● **Exercise requirements**: Once you have read the data below, set it all down again exactly.

● **Data supplied**:
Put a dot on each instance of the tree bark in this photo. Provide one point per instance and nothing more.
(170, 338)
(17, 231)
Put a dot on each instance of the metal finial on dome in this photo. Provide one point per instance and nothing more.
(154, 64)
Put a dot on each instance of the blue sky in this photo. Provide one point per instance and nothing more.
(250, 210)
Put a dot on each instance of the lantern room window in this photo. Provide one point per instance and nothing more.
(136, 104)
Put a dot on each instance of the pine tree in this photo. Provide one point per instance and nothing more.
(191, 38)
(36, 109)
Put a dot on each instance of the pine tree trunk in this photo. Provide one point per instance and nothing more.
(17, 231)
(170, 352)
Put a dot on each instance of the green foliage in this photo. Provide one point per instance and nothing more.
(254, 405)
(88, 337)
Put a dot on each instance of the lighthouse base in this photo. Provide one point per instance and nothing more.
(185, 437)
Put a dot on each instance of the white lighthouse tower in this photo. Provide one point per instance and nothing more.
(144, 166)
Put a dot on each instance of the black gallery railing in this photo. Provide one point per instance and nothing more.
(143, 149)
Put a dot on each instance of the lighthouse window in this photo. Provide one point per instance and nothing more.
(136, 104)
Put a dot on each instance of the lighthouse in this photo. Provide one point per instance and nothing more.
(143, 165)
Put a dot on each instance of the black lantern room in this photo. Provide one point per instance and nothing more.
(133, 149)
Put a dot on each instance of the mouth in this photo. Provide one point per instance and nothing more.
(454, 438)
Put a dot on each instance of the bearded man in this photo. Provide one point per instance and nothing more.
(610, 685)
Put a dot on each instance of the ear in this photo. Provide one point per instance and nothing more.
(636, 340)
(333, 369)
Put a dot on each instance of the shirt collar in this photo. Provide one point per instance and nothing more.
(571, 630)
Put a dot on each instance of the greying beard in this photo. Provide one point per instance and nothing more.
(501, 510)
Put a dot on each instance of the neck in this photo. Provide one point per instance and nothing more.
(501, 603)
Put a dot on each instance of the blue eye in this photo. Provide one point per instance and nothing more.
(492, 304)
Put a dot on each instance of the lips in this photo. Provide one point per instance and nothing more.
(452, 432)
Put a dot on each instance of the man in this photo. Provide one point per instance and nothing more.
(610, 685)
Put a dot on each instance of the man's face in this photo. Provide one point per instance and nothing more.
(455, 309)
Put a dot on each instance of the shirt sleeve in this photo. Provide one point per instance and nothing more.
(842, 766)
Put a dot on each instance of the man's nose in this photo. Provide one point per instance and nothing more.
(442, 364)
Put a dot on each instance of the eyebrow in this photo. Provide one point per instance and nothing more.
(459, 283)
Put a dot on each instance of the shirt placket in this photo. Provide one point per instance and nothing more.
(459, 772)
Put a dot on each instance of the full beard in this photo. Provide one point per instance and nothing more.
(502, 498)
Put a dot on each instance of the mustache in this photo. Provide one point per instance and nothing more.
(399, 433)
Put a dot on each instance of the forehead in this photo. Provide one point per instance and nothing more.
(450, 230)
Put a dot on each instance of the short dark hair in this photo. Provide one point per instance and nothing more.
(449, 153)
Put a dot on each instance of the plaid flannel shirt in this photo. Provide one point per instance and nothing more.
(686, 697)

● **Expected output**:
Put a dot on each instance of the tree bark in this photo. Provide one point per instance and nothing more.
(170, 338)
(17, 231)
Put a dot on each instance of the metal finial on dome in this photo. Provide one point per instance and nothing more.
(154, 64)
Put a dot on each instance of the blue sky in this photo. Provide one point per instance and nothing more.
(250, 210)
Put a dot on each instance of the lantern room window in this photo. Provide one point per instance and nothing more.
(136, 104)
Put a dot on each instance of the pine tree in this photo. Provide one point per instance and nothing more.
(191, 38)
(36, 109)
Put a dot on each instance of the pine tree trunk in this photo. Provide one point per instance and nothing more.
(17, 231)
(170, 352)
Put a dot on each instance of the green foliage in this photo. Provide one point per instance and nothing more.
(254, 405)
(88, 337)
Put a dot on each instance of the lighthouse base in this photo. Provide one point per instance and nothing more.
(185, 437)
Put a dot on each instance of the white lighthouse tower in this photo. Provide one point per instance and nothing more.
(144, 166)
Put a dot on each instance of the black gallery railing in this photo. Provide one point per instance and nothing more.
(143, 149)
Put a dot on each instance of the lighthouse window in this photo. Provide one point per instance and nothing more.
(136, 104)
Put a dot on each instance of the lighthouse in this photo. Provide one point per instance and nothing more.
(143, 165)
Put a dot on each instance of the black lantern room in this photo. Provide one point per instance and nothing more.
(133, 149)
Put a dot on each instance of the mouth in this photo. Provide one point per instance and nothing more.
(454, 438)
Put a dot on each instance of the bearded man in this photo. Provide one point per instance and nothing more.
(610, 685)
Put a dot on each instance of the ear in this photo. Provide one point per instance and nothing more.
(636, 340)
(333, 369)
Put a dot on each instance of the shirt collar in this photo. Provide one point per instance and nothing more.
(571, 630)
Put a dot on each instance of the greying beard in this photo. Provide one point per instance and nothing more.
(501, 510)
Put a dot on each instance of the neck in this photo. Provide one point per instance and nothing more.
(501, 603)
Put a dot on each instance of the blue eye in this photo. Provide one point per instance and nothing more.
(492, 304)
Put a dot on each instance of the lips in this photo. Provide one point per instance and nothing more.
(452, 432)
Put a dot on each instance of the man in this photo. Provide one point per instance and nothing more.
(610, 685)
Put a dot on each instance of the man's face in this photo. Provide one point per instance and nothing more.
(455, 309)
Put a dot on each instance of the shirt sleeve in this photo. Provide one point per instance and nothing more.
(842, 766)
Put a dot on each instance of the man's nose in this photo. Provide one point per instance and nothing more.
(442, 364)
Put a dot on each instance of the eyebrow in this photo. Provide one point per instance and nothing more.
(459, 283)
Put a dot on each instance of the shirt placket in this photo. Provide one point per instance and nothing more.
(459, 772)
Put a dot on each instance of the full beard in this photo. Provide one point per instance and nothing more.
(502, 498)
Put a dot on each instance of the mustache in this photo. Provide one point per instance and nothing more.
(399, 433)
Put a dot on each instance of the forehead in this photo. Provide one point per instance and nothing more.
(450, 230)
Put a dot on each instance of the short dark hair in this photo. Provide one point per instance and nothing more.
(449, 153)
Put a dot on each instance of the plaid flannel shirt in this photo. Provide one point per instance and nothing more.
(686, 697)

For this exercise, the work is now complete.